• What to work on: Count how many lines in the rows below contain the string "shorts", with case counting, and reply with only that number.

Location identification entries
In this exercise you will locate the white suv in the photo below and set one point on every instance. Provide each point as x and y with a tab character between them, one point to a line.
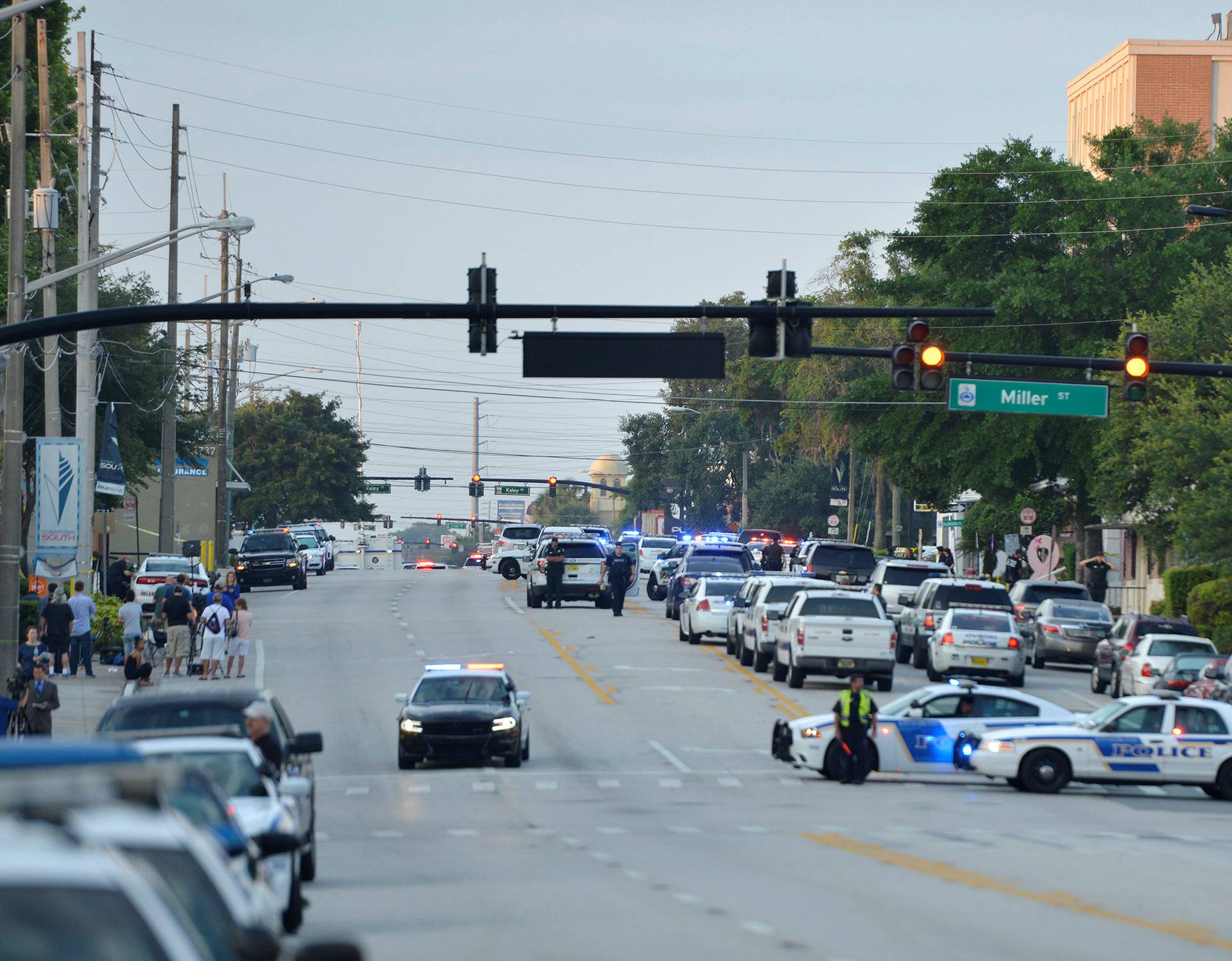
511	548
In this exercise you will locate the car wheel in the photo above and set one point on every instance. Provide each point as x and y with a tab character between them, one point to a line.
902	654
308	859
293	915
1224	783
1044	772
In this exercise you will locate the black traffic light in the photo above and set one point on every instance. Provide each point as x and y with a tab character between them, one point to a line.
932	358
780	288
482	290
763	334
902	367
1138	366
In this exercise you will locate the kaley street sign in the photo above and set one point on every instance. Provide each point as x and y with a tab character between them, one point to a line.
1059	398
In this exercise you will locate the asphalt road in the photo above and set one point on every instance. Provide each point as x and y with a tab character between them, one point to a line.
651	818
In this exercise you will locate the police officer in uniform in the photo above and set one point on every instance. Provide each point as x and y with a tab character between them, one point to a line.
771	558
619	571
855	720
554	569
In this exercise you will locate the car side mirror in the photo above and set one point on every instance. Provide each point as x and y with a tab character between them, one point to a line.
277	842
307	742
296	786
255	944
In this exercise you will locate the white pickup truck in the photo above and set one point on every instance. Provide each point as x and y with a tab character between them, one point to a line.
834	632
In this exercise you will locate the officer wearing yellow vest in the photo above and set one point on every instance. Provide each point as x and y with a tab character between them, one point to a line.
855	720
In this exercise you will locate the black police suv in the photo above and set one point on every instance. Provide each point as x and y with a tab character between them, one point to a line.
463	713
271	557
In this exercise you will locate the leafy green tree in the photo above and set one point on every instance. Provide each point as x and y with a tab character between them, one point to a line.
301	458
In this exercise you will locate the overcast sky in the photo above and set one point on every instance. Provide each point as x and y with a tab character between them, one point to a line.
884	91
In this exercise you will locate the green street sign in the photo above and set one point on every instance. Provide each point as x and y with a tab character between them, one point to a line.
1056	398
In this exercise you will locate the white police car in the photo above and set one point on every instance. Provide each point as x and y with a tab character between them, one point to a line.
929	731
1161	738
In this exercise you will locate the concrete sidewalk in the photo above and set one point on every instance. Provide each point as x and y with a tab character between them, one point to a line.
83	700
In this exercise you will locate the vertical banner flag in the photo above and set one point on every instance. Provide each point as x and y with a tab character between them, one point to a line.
110	476
841	481
57	505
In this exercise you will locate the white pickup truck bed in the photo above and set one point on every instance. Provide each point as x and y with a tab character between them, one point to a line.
835	634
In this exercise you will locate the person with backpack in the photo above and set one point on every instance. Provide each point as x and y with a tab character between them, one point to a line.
214	642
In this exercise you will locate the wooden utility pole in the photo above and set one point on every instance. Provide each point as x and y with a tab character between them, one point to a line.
14	382
170	370
47	236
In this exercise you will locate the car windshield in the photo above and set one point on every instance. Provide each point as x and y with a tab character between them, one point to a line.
189	884
909	577
1102	715
1091	611
266	542
1036	593
63	922
715	566
467	690
783	593
980	621
232	770
167	566
1170	648
839	608
163	716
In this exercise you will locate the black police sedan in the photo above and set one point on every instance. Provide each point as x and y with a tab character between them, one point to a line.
463	713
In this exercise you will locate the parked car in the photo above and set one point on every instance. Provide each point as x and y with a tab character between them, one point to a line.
154	571
1067	631
1152	657
1126	632
1188	670
1028	595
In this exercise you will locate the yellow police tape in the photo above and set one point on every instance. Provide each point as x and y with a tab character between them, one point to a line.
986	883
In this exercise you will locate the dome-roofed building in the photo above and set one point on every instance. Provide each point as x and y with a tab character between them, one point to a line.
613	471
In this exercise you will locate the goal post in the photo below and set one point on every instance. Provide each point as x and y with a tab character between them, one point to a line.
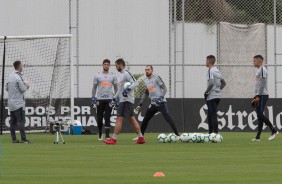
48	67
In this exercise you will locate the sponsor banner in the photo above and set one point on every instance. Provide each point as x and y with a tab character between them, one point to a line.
190	115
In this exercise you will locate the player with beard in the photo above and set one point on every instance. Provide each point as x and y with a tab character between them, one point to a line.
103	85
125	100
156	90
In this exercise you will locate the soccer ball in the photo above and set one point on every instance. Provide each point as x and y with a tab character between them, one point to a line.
212	137
218	138
184	137
200	138
171	138
162	138
207	138
125	85
192	138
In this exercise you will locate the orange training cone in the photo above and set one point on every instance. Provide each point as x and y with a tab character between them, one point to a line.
159	174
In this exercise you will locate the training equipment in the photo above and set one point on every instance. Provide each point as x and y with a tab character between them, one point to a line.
184	137
159	174
171	138
162	138
212	137
192	138
207	138
140	140
110	141
218	138
200	138
48	70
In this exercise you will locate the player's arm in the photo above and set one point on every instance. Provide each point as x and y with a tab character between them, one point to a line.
262	86
95	85
115	84
164	89
162	86
22	86
7	86
134	82
144	97
222	84
210	85
94	90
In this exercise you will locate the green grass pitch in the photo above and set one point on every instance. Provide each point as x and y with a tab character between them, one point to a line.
83	159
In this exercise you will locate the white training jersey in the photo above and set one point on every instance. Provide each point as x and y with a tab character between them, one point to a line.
215	74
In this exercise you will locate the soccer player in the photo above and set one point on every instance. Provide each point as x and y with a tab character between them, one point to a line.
156	90
16	87
215	83
261	97
104	83
125	96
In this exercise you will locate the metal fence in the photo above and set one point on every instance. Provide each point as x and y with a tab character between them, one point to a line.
176	36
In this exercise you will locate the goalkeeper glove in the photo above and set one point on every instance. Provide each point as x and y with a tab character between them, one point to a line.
114	103
126	91
255	101
94	102
137	109
206	94
158	101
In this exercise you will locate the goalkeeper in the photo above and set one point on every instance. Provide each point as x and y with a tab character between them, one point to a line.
213	93
261	97
125	108
156	90
104	83
16	87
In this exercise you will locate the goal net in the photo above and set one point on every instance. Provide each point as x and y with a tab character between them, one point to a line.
48	69
237	46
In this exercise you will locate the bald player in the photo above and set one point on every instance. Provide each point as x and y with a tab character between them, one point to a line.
156	90
261	97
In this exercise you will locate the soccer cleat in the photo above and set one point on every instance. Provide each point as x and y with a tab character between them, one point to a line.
110	141
253	140
273	136
140	140
16	141
177	138
26	141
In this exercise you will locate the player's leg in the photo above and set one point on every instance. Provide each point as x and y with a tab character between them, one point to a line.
107	117
118	126
263	118
214	115
13	124
20	116
209	116
100	113
151	111
129	113
164	110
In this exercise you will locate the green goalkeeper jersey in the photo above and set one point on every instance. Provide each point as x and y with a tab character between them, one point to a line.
104	85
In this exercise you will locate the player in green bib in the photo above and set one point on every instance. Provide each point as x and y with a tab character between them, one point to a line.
156	90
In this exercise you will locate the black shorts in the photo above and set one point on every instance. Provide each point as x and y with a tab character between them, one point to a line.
125	109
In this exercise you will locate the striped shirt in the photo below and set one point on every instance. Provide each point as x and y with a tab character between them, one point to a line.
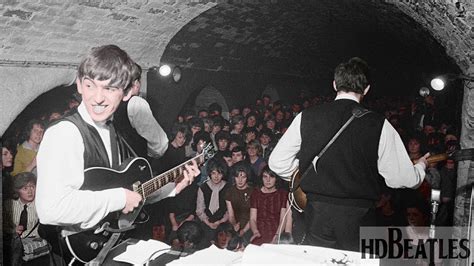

• Exercise response: 1